ACTIVIDADES PROPUESTAS:
1. Responda a partir del fragmento sobre el centro político:
(a) ¿Qué iglesia impidieron quemar el bisabuelo y otros vecinos de la calle Borull de Valencia?
(b) ¿Qué porcentaje de votos avaló el avance de Jean-Marie Le Pen en abril de 2002?
(c) ¿En qué ciudad francesa se desarrollaban las manifestaciones mencionadas en el fragmento?
2. Reanude el fragmento sobre el centro político a partir de su última oración.

FRAGMENTO CITADO:
※

Teresa Ortiz Todavía somos muchos los que hemos escuchado a nuestros abuelos historias de rojos y azules, de una guerra que enfrentó a vecinos, familias y amigos. De una transición en la que los españoles demostramos que después de una guerra y una dictadura, salimos adelante con consenso, acuerdos y perdón, siendo los habitantes de nuestro país un ejemplo mundial de concordia y capacidad de mirar hacia el futuro. Este hito histórico se gestó, en gran medida, desde una centralidad política que nos llevó a construir el gran país que es hoy España.
Aún recuerdo cuando mi abuela, proveniente de una familia de izquierda moderada, me contaba como mi bisabuelo, y otros vecinos de la calle Borull de Valencia, impidieron que se quemase la iglesia de San Sebastián. Aunque ateos, ellos no podían permitir que fuera destrozada la cultura de su barrio. Cada vez que paso por allí, no puedo dejar de sentir un gran respeto por mi bisabuelo, al que no tuve la posibilidad de conocer. Mi abuela, que aprendió a escribir a escondidas, fue una mujer luchadora de la época. Ella me enseñó de pequeña que las mayorías aplastantes no eran buenas, tampoco el poder absoluto sin control y me explicó por qué los buenos políticos tenían que ser capaces de llegar a acuerdos. En definitiva, mi abuela me enseñó lo que era verdaderamente el centro político.
En mis años de estudiante, en las clases de política económica, me enseñaron que España era sustancialmente un país de centro, con políticas de centro derecha o centro izquierda, en función del partido que gobernase. Aunque, no fue hasta mis años de estudiante en Francia, país social por naturaleza, cuando pude analizar la verdadera diferencia entre las políticas de derecha y la izquierda. Al principio, yo consideraba que la derecha francesa se parecía más bien a un centro izquierda español, pero en abril de 2002, el país galo se paralizó ante el pase a la segunda vuelta de la extrema derecha francesa. Casi el 17% de votos avalaron el avance de Jean-Marie Le Pen. En plenas manifestaciones por las calles de Nantes, ante lo que considerábamos era una pérdida de las libertades y una posible salida de los acuerdos internacionales que se habían obtenido hasta el momento en Francia, me apercibí de que el voto de los extremos siempre es más fiel porque se mueve por un sentimiento interno y se dirige contra algo o contra alguien.

※

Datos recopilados

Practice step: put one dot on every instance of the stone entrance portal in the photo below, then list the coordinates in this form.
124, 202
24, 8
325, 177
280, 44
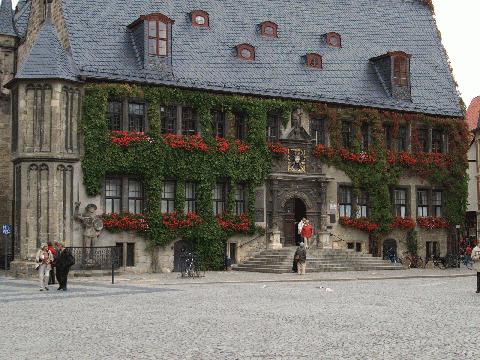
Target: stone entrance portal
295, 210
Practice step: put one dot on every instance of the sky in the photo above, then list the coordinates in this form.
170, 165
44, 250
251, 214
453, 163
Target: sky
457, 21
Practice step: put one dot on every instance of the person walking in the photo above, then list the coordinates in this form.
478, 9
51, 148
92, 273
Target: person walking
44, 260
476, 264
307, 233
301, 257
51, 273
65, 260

※

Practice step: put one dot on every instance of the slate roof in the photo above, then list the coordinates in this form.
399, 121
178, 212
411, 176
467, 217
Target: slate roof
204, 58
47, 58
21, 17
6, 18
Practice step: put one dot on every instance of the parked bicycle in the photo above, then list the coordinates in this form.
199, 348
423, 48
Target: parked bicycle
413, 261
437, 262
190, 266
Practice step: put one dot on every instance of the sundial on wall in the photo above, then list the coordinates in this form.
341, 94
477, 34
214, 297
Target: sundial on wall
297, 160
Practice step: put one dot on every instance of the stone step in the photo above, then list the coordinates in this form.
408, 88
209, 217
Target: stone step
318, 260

※

SOLUCIONES:
1.
(a) La iglesia de San Sebastián.
(b) Casi el 17%.
(c) En Nantes.

2.
En muchas ocasiones entender al centro no es fácil, sobre todo cuando se confunden las políticas de derecha o de izquierda con otros sentimientos. Por ejemplo, en territorios con un marcado sentimiento independentista, al centro se le escora sesgadamente a la derecha. Así mismo, algunos medios de comunicación, de clara predilección por algunas siglas, políticos y comportamientos antisistema, ubican el centro a propósito en la derecha o incluso en la derecha extrema, para dejar ese hueco a una izquierda disfrazada de talante dialogante, pero que en el fondo, cuando tiene la ocasión, no duda en pactar gobiernos con terroristas o con los defensores de los que buscan matar a policías en las revueltas urbanas.
En los últimos años el independentismo, la inmigración, la crisis económica y la pandemia mundial en la que nos hemos visto sumidos, nos ha llevado a una polarización de la sociedad y a que los conciudadanos piensen en términos de bandos. Muchas personas caen en la trampa de tener que volver a elegir entre rojos y azules, con el peligro que eso conlleva. Entre todo este revuelo, algunos partidos aprovechan la ocasión para abanderarse como la única solución, aprovechando los extremos que ellos mismos han creado durante años. Estamos hablando de partidos, como el PP y el PSOE, que han acumulado un gran historial de desgobierno y corrupción en la historia de nuestra democracia y que siguen apelando al voto útil, cuando lo útil sería que los ciudadanos les castigasen desde años con todo merecimiento.
El verdadero voto útil es el que ayuda a construir un país en base al diálogo y acuerdos, el que lleva a cabo una labor transformadora para que la sociedad no admita la corrupción como algo natural dentro de la clase política y que la erradica de las instituciones. Durante muchos años los ciudadanos hemos tenido que elegir entre la corrupción del PP o la corrupción del PSOE y sin querer, hemos acabado naturalizando comportamientos fuera de la ley y de cualquier atisbo de ética, considerándolos simplemente errores humanos. Me niego a pensar que si nuestros antepasados fueron capaces de llegar a acuerdos y perdonar desde la centralidad, nosotros no seamos capaces de valorar la verdadera política de centro y su valor. Una política de limpieza, honradez, capacidad de gestión y con buenos servidores públicos. Ese ha sido, es y será el proyecto de Ciudadanos para las instituciones.